At that time, the word 'Edinburgh' to me meant a silent journey, dressed in my best clothes, in a car that felt as if it was crammed with words that couldn't be spoken. It always seemed to be raining, and as I peered out through the rivulets running down the window, dark sooty buildings rose like straight-sided crags, so high I couldn't see the sky above, however much I craned my neck.

Inside, the hospital smelled funny, and there were long corridors with squeaky floors.

It was always, 'Be quiet, Susan!', 'Don't do that, Susan!' I didn't like it at all.

Sometimes the doctors would give me toys to play with and watch what I was doing, but then they'd take the toys away. If that was designed to make me scream, it worked.

One day, as a treat afterwards, we went for a walk by the sea in Portobello, one of Edinburgh's coastal suburbs. A salty sea breeze blew the nasty hospital smells from our clothes. My dad bought me a wee teddy bear. I called it Boo Boo and I hung on to it for dear life. I wasn't going to let anyone ever take Boo Boo away from me.

I was diagnosed as hyperactive, and I was slower at learning things than other children because I was easily distracted. Nowadays it would probably be called Attention Deficit Hyperactivity Disorder, but in the sixties they didn't have the knowledge that they have now and if you were hyperactive it was treated as a mental illness. I believe it was wrong to give me that label, because it had a particular resonance for my mum and dad. There was much more stigma attached to learning disability in those days. My mother had a younger brother, Michael, who suffered from learning and emotional problems. He had been sent to a special school and then kept in an institution for most of his life. I think my parents assumed that I would be like him, and that narrowed their expectations for
me.

But I'm not like Uncle Michael—not that he wasn't a very nice man. You'll meet him later on.

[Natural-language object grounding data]
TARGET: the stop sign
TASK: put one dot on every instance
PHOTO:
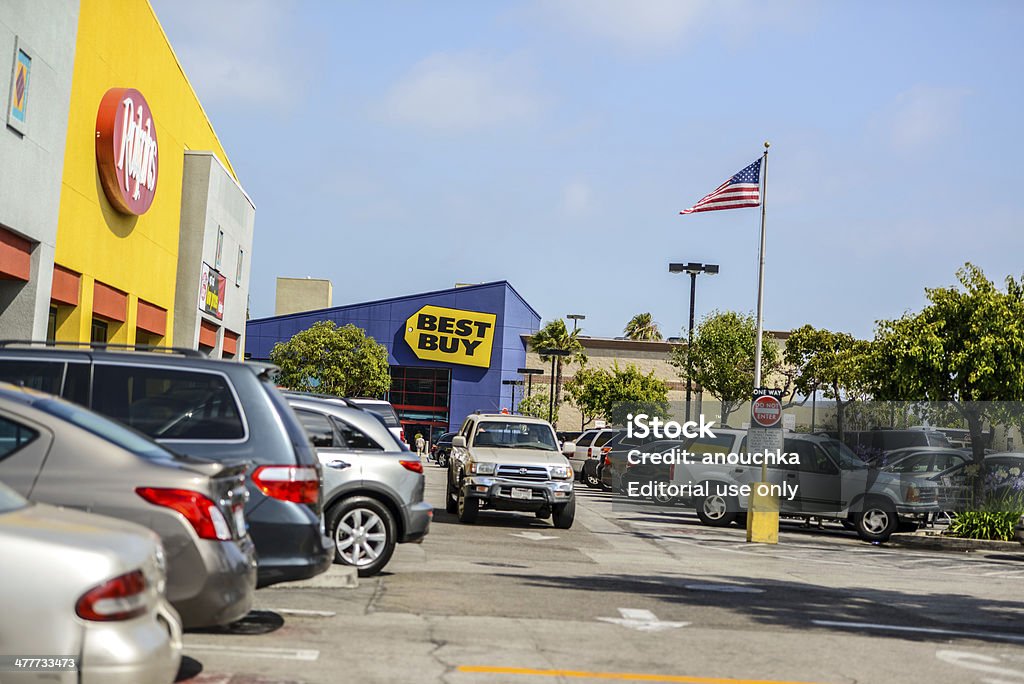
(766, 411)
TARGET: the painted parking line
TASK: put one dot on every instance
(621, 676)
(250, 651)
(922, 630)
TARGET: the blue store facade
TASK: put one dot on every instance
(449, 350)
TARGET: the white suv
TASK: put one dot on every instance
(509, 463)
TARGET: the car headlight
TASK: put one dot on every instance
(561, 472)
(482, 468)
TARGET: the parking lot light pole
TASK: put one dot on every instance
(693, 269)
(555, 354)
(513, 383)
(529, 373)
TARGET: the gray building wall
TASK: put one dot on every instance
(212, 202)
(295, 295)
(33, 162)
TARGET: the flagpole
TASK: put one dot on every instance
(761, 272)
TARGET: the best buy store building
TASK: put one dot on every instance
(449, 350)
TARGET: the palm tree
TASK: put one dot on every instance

§ **Directions**: Summarize the passage about childhood hospital visits in Edinburgh in two sentences.

§ **Expected answer**: The narrator recalls silent, rainy car journeys to a hospital in Edinburgh, where doctors watched the child play with toys and then took them away, and a walk afterward in Portobello where Dad bought a teddy bear named Boo Boo. Diagnosed as hyperactive in the sixties, when that was treated as a mental illness, the narrator believes the label was wrong because the parents, thinking of Uncle Michael's learning and emotional problems, assumed a similar future and narrowed their expectations.